» **What to work on**:
Starting at the line that contains "Shelf-audit tagging: put a marker on the woman's finger, one", transcribe every remaining line of the entries exactly, including the last one.

(Saved entries)
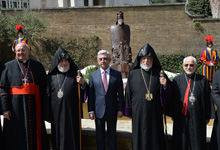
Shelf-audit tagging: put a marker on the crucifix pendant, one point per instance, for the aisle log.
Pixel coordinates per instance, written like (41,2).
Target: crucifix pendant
(149,96)
(25,80)
(60,94)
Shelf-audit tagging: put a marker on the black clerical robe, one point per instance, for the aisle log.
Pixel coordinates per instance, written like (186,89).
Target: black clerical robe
(65,110)
(215,94)
(189,131)
(147,119)
(26,129)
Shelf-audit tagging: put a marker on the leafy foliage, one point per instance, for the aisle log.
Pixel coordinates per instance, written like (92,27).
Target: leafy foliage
(82,50)
(167,1)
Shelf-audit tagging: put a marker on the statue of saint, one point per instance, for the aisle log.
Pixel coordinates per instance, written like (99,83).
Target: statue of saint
(121,50)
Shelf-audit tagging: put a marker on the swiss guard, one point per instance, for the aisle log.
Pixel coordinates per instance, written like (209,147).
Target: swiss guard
(209,58)
(21,38)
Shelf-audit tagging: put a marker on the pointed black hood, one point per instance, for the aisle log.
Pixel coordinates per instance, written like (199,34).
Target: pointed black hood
(61,54)
(146,50)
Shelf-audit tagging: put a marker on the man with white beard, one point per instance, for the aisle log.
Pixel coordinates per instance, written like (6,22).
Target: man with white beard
(146,95)
(192,108)
(63,101)
(121,50)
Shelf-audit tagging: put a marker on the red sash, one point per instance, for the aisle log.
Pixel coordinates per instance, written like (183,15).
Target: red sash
(31,88)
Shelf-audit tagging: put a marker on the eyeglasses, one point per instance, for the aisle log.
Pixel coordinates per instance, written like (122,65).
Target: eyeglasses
(104,58)
(186,65)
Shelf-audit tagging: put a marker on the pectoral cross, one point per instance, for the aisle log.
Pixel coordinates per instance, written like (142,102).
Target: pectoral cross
(25,80)
(149,96)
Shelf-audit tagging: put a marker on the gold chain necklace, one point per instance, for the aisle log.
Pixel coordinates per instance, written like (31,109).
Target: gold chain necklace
(149,96)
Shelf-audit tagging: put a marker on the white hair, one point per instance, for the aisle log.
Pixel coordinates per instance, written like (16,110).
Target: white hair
(194,59)
(104,52)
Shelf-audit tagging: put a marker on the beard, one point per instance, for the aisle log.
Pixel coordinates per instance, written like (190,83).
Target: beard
(146,67)
(120,21)
(63,69)
(190,72)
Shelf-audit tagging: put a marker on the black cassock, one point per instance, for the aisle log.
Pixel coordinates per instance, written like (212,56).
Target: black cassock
(147,119)
(215,94)
(64,111)
(20,132)
(147,116)
(189,131)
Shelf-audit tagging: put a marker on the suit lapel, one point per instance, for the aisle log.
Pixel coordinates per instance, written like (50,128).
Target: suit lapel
(110,79)
(99,75)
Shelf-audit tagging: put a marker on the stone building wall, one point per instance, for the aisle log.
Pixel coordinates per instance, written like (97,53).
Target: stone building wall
(167,28)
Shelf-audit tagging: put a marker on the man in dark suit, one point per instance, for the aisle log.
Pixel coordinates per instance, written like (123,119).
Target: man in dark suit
(106,100)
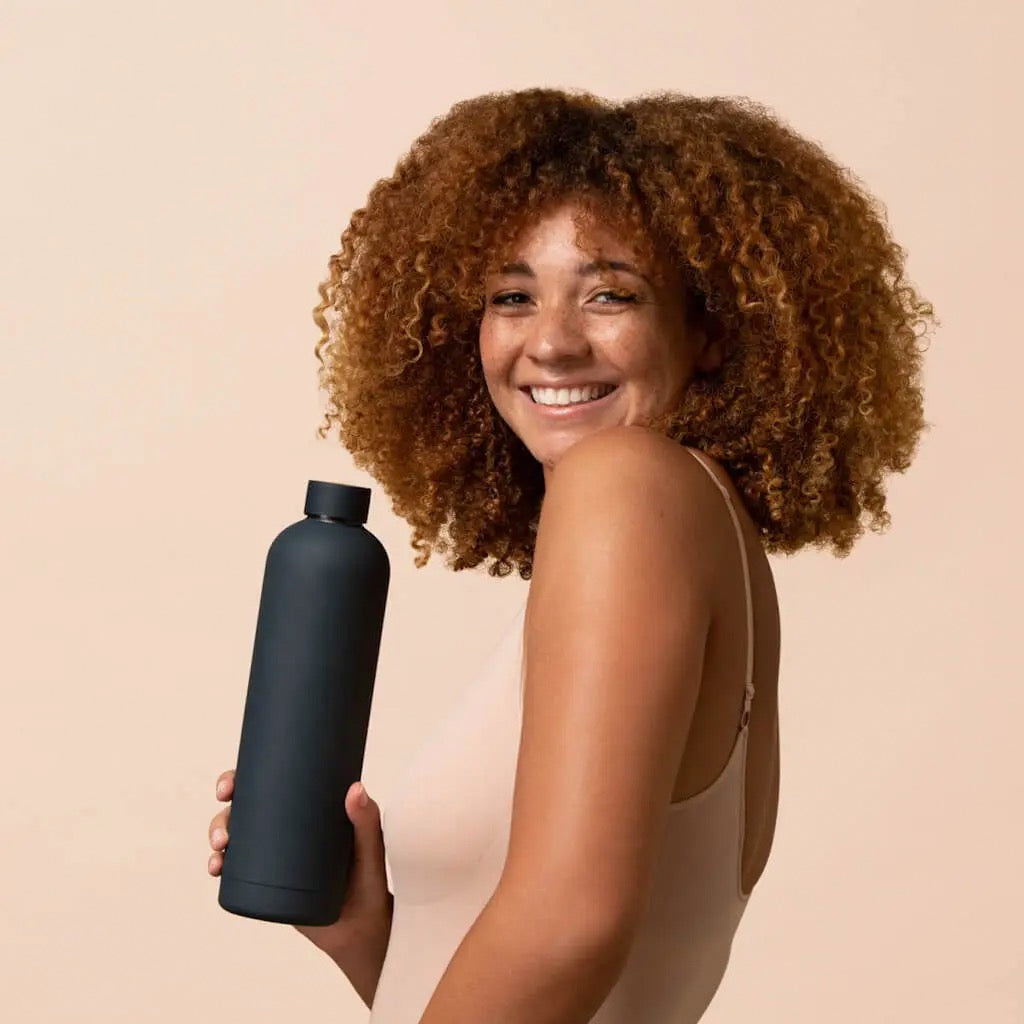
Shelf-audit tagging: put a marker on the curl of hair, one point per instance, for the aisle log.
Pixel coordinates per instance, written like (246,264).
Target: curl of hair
(784,255)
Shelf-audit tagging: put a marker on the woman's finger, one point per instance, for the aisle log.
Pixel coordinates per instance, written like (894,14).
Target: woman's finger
(218,828)
(225,784)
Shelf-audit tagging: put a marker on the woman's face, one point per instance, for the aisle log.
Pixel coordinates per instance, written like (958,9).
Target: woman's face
(550,323)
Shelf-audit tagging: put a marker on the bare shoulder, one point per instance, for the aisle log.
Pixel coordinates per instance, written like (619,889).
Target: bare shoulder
(631,468)
(630,450)
(630,485)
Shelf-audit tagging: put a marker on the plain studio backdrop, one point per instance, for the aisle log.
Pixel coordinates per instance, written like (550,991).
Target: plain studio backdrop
(174,177)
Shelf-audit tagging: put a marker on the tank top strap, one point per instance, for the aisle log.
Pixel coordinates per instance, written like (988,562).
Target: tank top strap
(749,677)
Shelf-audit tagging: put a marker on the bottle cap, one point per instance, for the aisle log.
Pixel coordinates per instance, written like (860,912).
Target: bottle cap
(339,501)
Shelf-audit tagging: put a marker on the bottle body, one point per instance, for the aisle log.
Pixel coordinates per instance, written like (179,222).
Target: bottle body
(305,721)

» **Task solution**:
Shelf-audit tagging: put a marker on the woman's finger, one point per instance, for the aisle log.
Pixel coordinates per instance, written like (894,14).
Target: woman's finger
(218,828)
(225,784)
Shelf-audit tagging: put a marker on the woman's face, one point per instance, for the aisle log.
Pixel coordinates per instance, written like (958,9).
Target: woman's face
(550,323)
Shelf-audit tagging: put a marker on the bare shoulder, one point per instance, for the aisle log.
Pixel coordinates per instance, written like (619,889).
Target: bare shoulder
(631,468)
(630,450)
(630,485)
Shelf-audit tagging: put a marker on the plain studio backdrop, one point per instance, for the aisle log.
Pixel coordinates per instance, written like (550,991).
Target: plain studio backdrop
(174,177)
Shelf-audit tagging: put a marker on the tank top strap, one point per instance, for the aisle log.
Pixel coordinates per instance, written like (988,562).
Target: tank top strap
(749,677)
Shelf-audit tagging: put a marker on the bottle cap, one point per instance, for the aisle log.
Pixel coordinates per instance, written like (860,912).
Target: bottle cap
(339,501)
Shelf-audit tagging: put a marker on the bottle body, one point per instance, for the aisle log.
Pixel coordinates per instance, written like (179,222).
Target: bottle body
(305,721)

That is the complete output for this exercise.